* Saved entries:
↓
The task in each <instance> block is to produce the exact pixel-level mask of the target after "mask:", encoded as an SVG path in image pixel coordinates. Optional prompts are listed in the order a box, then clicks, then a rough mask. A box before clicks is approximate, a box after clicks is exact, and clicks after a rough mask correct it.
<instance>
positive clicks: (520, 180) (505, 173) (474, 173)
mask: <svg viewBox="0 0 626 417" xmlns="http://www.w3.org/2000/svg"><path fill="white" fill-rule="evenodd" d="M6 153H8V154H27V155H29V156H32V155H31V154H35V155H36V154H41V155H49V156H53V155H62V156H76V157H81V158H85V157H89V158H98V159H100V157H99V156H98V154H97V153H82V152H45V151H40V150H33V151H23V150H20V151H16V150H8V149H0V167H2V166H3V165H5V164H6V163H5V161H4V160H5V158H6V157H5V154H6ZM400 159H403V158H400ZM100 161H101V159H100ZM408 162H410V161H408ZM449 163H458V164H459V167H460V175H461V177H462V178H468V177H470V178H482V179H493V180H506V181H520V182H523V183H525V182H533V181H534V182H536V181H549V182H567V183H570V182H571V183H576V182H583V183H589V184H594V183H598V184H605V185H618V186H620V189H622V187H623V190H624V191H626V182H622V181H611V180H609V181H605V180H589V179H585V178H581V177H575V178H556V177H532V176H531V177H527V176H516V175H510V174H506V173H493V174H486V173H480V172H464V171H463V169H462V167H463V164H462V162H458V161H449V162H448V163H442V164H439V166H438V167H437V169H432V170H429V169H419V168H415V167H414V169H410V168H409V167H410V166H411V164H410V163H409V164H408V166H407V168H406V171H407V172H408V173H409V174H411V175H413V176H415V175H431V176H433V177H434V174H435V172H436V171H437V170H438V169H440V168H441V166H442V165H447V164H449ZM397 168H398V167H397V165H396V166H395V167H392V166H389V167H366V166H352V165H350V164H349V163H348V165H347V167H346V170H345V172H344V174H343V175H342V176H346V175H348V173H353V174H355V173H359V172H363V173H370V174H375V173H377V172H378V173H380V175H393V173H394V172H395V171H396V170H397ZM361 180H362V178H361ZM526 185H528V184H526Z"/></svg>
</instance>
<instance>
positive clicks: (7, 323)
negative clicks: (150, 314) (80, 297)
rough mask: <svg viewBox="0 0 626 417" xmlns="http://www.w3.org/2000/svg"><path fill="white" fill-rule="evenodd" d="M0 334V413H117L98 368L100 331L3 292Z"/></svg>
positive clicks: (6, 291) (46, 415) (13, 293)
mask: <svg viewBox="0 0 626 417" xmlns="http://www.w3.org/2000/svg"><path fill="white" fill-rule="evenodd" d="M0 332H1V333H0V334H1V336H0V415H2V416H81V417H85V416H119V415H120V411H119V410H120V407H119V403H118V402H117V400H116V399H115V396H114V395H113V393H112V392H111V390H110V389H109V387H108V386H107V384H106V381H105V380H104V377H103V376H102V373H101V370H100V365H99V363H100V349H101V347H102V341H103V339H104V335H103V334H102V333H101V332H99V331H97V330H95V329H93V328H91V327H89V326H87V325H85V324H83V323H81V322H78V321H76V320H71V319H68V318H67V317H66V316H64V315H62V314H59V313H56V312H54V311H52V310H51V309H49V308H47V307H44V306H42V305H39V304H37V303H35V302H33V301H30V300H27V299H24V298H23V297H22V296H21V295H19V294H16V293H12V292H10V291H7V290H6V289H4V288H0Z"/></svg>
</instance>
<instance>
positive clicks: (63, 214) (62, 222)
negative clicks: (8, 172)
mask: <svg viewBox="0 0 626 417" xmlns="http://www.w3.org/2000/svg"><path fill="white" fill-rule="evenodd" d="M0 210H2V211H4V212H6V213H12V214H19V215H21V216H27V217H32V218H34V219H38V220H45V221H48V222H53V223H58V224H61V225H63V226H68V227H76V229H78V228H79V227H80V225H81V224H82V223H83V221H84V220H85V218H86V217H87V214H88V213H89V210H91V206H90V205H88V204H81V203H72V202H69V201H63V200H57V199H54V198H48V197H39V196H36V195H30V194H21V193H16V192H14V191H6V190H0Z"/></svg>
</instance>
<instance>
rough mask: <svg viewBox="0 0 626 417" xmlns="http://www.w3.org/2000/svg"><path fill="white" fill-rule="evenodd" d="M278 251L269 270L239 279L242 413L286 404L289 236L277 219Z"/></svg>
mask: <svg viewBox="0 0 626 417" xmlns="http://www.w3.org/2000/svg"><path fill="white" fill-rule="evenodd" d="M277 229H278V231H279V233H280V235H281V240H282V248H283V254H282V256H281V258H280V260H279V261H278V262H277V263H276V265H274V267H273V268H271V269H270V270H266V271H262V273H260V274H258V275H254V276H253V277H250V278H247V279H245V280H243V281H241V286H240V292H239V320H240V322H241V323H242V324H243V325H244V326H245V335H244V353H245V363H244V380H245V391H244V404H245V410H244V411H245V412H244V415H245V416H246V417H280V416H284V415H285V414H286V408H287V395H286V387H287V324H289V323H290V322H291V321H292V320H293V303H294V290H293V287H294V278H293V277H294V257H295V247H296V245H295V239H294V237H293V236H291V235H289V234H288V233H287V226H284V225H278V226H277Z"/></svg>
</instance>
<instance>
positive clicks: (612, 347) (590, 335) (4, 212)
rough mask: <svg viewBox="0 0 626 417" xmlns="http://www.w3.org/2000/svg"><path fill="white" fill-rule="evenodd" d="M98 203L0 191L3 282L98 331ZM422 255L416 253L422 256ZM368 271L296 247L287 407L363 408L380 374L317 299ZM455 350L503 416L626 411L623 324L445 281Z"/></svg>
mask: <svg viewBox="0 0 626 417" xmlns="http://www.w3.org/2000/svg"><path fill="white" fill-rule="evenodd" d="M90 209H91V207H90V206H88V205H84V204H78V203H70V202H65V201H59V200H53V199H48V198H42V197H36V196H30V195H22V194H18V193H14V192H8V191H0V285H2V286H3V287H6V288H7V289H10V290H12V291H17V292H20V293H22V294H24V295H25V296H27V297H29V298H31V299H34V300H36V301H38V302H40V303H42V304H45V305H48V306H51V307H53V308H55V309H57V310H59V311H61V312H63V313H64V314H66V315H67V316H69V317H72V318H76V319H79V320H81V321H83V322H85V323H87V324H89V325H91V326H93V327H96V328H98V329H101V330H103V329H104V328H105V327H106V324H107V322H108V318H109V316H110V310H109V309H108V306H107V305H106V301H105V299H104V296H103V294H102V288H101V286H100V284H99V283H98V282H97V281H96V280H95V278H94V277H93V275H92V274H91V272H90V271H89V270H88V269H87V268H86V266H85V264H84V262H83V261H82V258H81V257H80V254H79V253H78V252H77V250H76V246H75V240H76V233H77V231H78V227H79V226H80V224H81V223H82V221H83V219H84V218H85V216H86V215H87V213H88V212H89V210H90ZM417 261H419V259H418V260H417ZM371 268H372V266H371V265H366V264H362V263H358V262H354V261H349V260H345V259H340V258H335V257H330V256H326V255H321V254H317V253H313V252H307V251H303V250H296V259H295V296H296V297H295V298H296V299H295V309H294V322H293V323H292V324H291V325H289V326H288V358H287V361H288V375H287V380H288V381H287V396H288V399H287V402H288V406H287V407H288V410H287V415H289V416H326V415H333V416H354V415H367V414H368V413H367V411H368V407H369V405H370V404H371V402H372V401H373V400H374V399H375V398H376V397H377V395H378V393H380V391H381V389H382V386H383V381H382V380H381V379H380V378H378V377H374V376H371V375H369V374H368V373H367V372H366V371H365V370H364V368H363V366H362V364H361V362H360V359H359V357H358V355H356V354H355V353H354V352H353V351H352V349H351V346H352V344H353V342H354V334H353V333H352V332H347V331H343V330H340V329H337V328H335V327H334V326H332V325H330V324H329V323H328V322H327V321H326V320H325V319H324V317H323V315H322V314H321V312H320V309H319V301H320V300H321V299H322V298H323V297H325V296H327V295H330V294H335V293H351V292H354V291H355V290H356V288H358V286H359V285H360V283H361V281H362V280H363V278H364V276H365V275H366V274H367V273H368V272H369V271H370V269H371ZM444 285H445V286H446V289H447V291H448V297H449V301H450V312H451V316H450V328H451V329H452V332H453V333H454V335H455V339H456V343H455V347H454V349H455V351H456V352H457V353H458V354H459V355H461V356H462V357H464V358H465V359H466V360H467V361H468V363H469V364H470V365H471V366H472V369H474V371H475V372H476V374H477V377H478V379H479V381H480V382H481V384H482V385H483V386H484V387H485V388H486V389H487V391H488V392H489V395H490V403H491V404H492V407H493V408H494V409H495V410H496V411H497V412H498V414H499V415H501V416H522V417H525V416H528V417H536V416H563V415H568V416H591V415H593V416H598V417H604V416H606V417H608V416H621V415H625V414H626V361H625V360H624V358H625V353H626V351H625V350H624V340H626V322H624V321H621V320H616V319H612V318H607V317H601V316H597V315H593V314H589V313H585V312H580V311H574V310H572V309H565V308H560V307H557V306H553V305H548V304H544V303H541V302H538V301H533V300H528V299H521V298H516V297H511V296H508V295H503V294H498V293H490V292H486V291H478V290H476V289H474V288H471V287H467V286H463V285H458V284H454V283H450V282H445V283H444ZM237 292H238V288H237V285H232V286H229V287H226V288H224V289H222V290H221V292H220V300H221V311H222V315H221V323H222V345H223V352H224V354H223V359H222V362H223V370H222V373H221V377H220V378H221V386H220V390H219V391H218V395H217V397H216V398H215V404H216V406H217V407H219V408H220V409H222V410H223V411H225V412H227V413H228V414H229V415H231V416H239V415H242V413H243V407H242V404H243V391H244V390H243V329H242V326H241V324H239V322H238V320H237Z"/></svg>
↑
* TASK PROMPT:
Reproduce, exactly as they stand in the data above, the lines from the one that holds "positive clicks: (520, 180)" to the one that holds "334V413H117L98 368L100 331L3", inclusive.

* PROBLEM SOLUTION:
positive clicks: (520, 180) (505, 173) (474, 173)
mask: <svg viewBox="0 0 626 417" xmlns="http://www.w3.org/2000/svg"><path fill="white" fill-rule="evenodd" d="M6 153H8V154H27V155H29V156H32V155H31V154H35V155H36V154H41V155H49V156H53V155H62V156H76V157H81V158H85V157H89V158H98V159H100V157H99V156H98V154H97V153H82V152H45V151H40V150H33V151H23V150H20V151H16V150H8V149H0V167H2V166H3V165H5V164H6V163H5V161H4V160H5V158H6V157H5V154H6ZM400 159H403V158H400ZM100 161H101V159H100ZM408 162H410V161H408ZM449 163H458V164H459V167H460V175H461V177H462V178H468V177H470V178H482V179H493V180H506V181H520V182H523V183H525V182H533V181H534V182H536V181H549V182H567V183H570V182H571V183H576V182H583V183H589V184H594V183H598V184H605V185H618V186H620V189H622V187H623V190H624V191H626V182H622V181H611V180H609V181H605V180H589V179H585V178H581V177H575V178H556V177H532V176H531V177H527V176H516V175H510V174H506V173H493V174H486V173H480V172H464V171H463V169H462V167H463V164H462V162H458V161H449V162H448V163H442V164H439V166H438V167H437V169H432V170H429V169H419V168H415V167H414V169H410V168H409V167H410V166H411V164H410V163H409V164H408V166H407V168H406V171H407V172H408V173H409V174H411V175H413V176H415V175H431V176H433V177H434V174H435V172H436V171H437V170H438V169H440V168H441V166H442V165H447V164H449ZM397 168H398V167H397V165H396V166H395V167H392V166H389V167H366V166H352V165H350V164H349V163H348V165H347V167H346V170H345V172H344V174H343V175H342V176H346V175H348V173H353V174H355V173H359V172H363V173H370V174H375V173H377V172H378V173H380V175H393V173H394V172H395V171H396V170H397ZM361 180H362V178H361ZM526 185H528V184H526Z"/></svg>
</instance>
<instance>
positive clicks: (7, 323)
negative clicks: (150, 314) (80, 297)
rough mask: <svg viewBox="0 0 626 417" xmlns="http://www.w3.org/2000/svg"><path fill="white" fill-rule="evenodd" d="M0 334V413H117L98 368L100 331L3 292Z"/></svg>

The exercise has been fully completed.